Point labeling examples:
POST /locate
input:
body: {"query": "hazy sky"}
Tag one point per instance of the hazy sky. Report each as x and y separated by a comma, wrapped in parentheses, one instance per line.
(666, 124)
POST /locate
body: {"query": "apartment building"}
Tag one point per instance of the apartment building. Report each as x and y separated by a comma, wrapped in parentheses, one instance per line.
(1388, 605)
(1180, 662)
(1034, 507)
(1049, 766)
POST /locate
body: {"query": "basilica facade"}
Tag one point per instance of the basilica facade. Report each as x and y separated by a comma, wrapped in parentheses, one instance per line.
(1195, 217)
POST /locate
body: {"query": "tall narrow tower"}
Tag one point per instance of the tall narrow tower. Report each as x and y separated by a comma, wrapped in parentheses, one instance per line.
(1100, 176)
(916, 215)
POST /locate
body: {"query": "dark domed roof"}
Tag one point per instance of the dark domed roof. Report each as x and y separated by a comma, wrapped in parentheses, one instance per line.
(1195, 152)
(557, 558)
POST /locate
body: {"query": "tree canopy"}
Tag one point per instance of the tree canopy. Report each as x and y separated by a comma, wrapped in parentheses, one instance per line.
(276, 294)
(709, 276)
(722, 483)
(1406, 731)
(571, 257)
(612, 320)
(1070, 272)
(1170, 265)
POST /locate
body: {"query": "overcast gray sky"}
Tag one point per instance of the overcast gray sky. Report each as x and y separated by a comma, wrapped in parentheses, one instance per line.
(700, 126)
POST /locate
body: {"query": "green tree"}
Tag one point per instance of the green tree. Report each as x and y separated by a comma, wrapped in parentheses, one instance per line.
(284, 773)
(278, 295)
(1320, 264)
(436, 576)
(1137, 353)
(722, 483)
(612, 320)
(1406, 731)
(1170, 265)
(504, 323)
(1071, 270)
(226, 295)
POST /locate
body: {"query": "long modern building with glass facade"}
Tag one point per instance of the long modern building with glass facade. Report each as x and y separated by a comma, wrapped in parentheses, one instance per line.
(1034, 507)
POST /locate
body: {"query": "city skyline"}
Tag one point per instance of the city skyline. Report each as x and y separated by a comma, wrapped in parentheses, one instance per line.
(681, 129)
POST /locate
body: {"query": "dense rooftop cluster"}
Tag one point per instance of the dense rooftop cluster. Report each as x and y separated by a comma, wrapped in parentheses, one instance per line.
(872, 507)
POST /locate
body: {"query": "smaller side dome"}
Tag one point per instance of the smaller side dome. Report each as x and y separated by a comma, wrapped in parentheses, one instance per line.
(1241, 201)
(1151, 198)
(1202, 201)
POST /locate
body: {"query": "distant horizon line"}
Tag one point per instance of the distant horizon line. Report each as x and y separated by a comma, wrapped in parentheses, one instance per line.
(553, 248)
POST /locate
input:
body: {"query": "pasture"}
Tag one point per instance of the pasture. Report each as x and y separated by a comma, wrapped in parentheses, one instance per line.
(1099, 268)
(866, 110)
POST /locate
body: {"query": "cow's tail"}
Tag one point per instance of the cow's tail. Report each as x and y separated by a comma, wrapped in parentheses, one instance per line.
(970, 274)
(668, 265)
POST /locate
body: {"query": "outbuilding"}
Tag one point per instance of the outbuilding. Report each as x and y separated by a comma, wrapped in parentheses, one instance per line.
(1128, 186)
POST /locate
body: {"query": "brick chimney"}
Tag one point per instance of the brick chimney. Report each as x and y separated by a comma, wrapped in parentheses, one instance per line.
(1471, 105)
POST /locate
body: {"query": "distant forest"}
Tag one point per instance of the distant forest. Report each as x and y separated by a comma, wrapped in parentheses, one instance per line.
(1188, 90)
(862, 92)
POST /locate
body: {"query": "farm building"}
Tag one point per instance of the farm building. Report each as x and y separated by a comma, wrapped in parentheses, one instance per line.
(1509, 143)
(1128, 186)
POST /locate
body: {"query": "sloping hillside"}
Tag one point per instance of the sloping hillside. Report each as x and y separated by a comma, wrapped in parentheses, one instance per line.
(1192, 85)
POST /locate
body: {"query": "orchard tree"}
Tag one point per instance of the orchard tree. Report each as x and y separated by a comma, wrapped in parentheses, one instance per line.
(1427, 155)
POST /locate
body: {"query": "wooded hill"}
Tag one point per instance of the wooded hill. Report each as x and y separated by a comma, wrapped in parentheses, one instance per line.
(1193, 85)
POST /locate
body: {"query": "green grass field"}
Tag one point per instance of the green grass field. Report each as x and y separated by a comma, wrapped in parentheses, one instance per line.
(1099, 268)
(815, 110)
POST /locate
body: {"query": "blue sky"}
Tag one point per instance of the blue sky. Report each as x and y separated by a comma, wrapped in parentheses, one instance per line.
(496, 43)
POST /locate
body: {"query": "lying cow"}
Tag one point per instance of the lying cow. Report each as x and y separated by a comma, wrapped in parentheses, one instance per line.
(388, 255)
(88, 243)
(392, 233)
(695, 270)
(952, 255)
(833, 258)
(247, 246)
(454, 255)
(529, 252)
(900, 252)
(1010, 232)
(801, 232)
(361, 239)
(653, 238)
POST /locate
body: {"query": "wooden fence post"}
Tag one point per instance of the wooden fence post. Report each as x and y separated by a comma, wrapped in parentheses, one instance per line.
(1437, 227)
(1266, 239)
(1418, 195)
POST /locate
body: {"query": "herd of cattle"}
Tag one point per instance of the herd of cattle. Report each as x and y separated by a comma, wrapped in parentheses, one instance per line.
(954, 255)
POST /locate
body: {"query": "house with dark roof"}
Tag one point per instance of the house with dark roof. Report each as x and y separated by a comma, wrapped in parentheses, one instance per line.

■ Set task ■
Retype the material in full. Each word must match.

■ Solution ■
POST /locate
input:
body: {"query": "hazy sky"}
Tag one point per instance of the hazy sky. Report each as x and y separated by a comma, wrapped in parentheses, one instance per line.
(666, 124)
POST /locate
body: {"query": "apartment building"}
Tag one point per instance of the apartment building. Report each as x and y separated by a comma, wrapped in parentheses, one instance per line.
(1388, 605)
(1180, 662)
(1034, 507)
(1049, 766)
POST /locate
body: {"query": "basilica facade"}
Tag one point per instance of the basilica facade. Report each as x and y separated by a comma, wrapped in parentheses, one instance per line.
(1195, 217)
POST /locate
body: {"query": "tall narrow tower"}
Tag one point per instance of the tall narrow tower. Report each as x and y separated by a comma, wrapped in parentheses, one instance per line.
(1100, 176)
(916, 215)
POST /locate
body: {"query": "dark domed roof"}
Tag one point per instance of the dark domed roof. Report each as x and y separated by a comma, wrapped in parentheses, one instance per line.
(1195, 152)
(557, 558)
POST /locate
body: {"query": "tree canopy"}
Tag one point per instance of the tree canopy. Report each as x and y separated by a comma, wrapped in parentheses, one instance per line.
(276, 294)
(709, 276)
(722, 483)
(1406, 731)
(571, 257)
(612, 320)
(1070, 272)
(1170, 265)
POST /locate
body: {"query": "overcast gray sky"}
Tag one point per instance of the overcast gray sky. Report each as x and y separated by a comma, wrapped in parentheses, one instance per line.
(700, 126)
POST /locate
body: {"query": "green tree"}
Tag one point per instance of the green tree. Report each as x and y separated by a comma, wrapped in parentheses, one instance per line.
(284, 773)
(278, 295)
(1320, 264)
(436, 576)
(1137, 353)
(722, 483)
(612, 320)
(1406, 731)
(1170, 265)
(504, 323)
(1071, 270)
(226, 295)
POST /locate
body: {"query": "long modern building with glass facade"}
Tag one point per instance of the long modern building with glass facade. Report each as x and y separated by a comma, wrapped in parentheses, one instance per line.
(1034, 507)
POST /locate
body: {"query": "city skyline"}
Tag one point per instance of the city skyline. Report each as x and y separated by a comma, wrapped in parentheses, one instance per line.
(681, 129)
POST /locate
body: {"query": "dense rooftop cluster"}
Tag one point per instance of the dense rooftop cluster. Report each as x and y separated by a comma, wrapped in parentheses, one instance per line.
(872, 507)
POST /locate
body: {"query": "smaller side dome"}
Tag one point per instance of the smaller side dome. Report each as x and y separated by a comma, wrapped in parentheses, one instance per line.
(1241, 201)
(1151, 198)
(1202, 201)
POST /locate
body: {"query": "distant horizon line"}
Tag one point per instance of the distant horizon line. Report each as x and y separated by a comma, wrapped in parentheses, one instance per line.
(553, 248)
POST /locate
input:
body: {"query": "pasture"}
Tag one point per instance of the pasture. Report each as x and y separated by a comma, wrapped in parentheses, one instance per line.
(1099, 268)
(866, 110)
POST /locate
body: {"query": "cow's tail"}
Tag one point per instance of the cow's tail. Report each as x and y separated by a comma, wrapped in parentheses, one instance per line.
(970, 274)
(668, 265)
POST /locate
body: {"query": "outbuilding"}
Tag one point per instance of the outbuilding. Report each as x and y separated by a comma, wrapped in parentheses, one instance per line.
(1128, 186)
POST /locate
body: {"query": "brick chimney"}
Tag one point per instance of the brick chimney. Report each as x and y separated by a comma, wrapped in parentheses, one instance per line.
(1471, 105)
POST /locate
body: {"query": "distant forest"}
Tag one point per instance of the distant forest. Report each as x and y separated by a comma, wrapped in parentheses, one instance per line.
(1188, 90)
(862, 92)
POST /locate
body: {"query": "farm building"}
Tag one point per instance of the farm building. Report each as x and y separated by a comma, wrapped in parentheses, one instance per line.
(1509, 143)
(1128, 186)
POST /locate
body: {"query": "sloping hillside"}
Tag one point per instance of the sloping hillside. Report each as x and y separated by a comma, wrapped in parentheses, one instance per line.
(1192, 85)
POST /locate
body: {"query": "orchard tree"}
Tag one point per instance of the orchard tree. Report each as x and y separated by a comma, wrapped in parentheses, one instance per line.
(1427, 155)
POST /locate
body: {"query": "wooded hill"}
Tag one point per instance of the wooded hill. Report each as x and y separated by a comma, wrapped in parentheses, one instance per line.
(1193, 85)
POST /locate
body: {"query": "green grass field"}
Tag one point per instance of the green grass field. Report each as x and y separated by a comma, wrapped in parentheses, one instance per line.
(1099, 268)
(815, 110)
POST /locate
body: {"query": "blue sky"}
Tag one point per instance of the blue sky. Report each as x and y separated by a comma, wrapped in parentheses, one instance per line.
(496, 43)
POST /locate
body: {"query": "lying cow"}
Tag one point per instance of the lying cow. Report each as x and y separated by a comma, wrapped in parentheses, one instance per line.
(388, 255)
(88, 243)
(392, 233)
(695, 270)
(952, 255)
(833, 258)
(247, 246)
(454, 255)
(529, 252)
(900, 252)
(1010, 232)
(801, 232)
(361, 239)
(653, 238)
POST /locate
body: {"query": "wooden fence post"}
Tag one point per instance of the wooden fence post. Report each as x and y separated by a comma, wrapped in parentheses, one instance per line.
(1437, 227)
(1266, 239)
(1418, 195)
POST /locate
body: {"query": "herd of cattle"}
Tag one point per instance of the herd of cattle. Report each as x and y separated by a comma, wrapped in parentheses, one instance per line.
(954, 255)
POST /locate
body: {"query": "house with dark roof"}
Tag one point per instance of the house with dark roof. Report each as x and y separated by a comma, wrapped in parentheses, one instance per line.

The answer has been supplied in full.